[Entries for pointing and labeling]
+ + +

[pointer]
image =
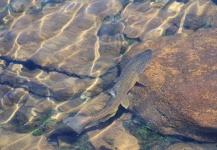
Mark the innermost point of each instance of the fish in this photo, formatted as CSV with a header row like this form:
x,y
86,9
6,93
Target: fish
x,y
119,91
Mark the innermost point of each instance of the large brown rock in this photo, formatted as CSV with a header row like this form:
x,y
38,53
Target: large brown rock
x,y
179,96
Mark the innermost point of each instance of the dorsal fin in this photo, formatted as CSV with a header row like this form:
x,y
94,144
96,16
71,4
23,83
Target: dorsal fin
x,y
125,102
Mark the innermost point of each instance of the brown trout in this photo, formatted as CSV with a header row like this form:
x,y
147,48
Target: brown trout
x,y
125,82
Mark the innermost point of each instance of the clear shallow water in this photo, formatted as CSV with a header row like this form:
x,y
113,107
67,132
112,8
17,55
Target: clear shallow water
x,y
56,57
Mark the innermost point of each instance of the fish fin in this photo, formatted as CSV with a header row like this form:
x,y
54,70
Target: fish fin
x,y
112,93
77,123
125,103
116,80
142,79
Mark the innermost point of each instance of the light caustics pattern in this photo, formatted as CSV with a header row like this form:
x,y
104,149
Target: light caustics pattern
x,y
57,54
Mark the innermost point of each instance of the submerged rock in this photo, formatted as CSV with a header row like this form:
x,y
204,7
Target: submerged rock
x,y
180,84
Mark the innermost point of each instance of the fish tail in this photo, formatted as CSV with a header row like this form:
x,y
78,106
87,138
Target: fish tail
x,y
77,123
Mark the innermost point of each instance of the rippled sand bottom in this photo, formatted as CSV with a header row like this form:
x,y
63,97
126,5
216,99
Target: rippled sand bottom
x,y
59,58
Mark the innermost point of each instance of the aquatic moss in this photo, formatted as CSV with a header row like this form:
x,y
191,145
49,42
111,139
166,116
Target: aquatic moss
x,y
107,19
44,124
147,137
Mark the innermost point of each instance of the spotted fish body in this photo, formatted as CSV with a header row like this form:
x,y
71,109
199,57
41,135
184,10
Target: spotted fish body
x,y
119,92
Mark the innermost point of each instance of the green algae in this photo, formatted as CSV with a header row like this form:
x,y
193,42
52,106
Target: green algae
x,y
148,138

+ + +

→ **What the exercise asks**: Reproduce the lines of the listing word for word, starting at the line that contains "Mark the innermost point of each instance of the light" and ending at the last line of the listing.

→ **The output**:
Mark the innermost point of each instance of the light caustics pattern in this photo, formatted as CSV with a header row like this form:
x,y
104,149
Target: light caustics pattern
x,y
57,54
Mark the innermost point of each instance of the submerged rock in this photo, formatted as CSV with a header row like this form:
x,y
204,7
Target: submerged rock
x,y
180,84
Mark the innermost point of each instance of the fish tail in this photo, formatted as CSV with a header row like this form:
x,y
78,106
87,138
Target: fish tail
x,y
77,123
Mark the innermost point of each instance of the rippled sand bottom in this photo, formatted as CSV with a header row like this form:
x,y
63,97
126,5
216,99
Target: rippled sand bottom
x,y
59,58
Mark the innermost point of each instance of the aquatic moss in this photo, formatted as CSV with a header row like this form:
x,y
191,145
49,42
111,139
166,116
Target: aquatic moss
x,y
107,19
44,124
147,137
Mark the innermost point of each instance of the spotted fish body in this photo, formatted as CSV with a header row like this form:
x,y
71,109
199,57
41,135
184,10
Target: spotted fish body
x,y
119,92
Mark the innermost point of each instance of the green algae in this photo, formatted as CSV with a header row like this form:
x,y
193,42
52,106
Target: green algae
x,y
148,138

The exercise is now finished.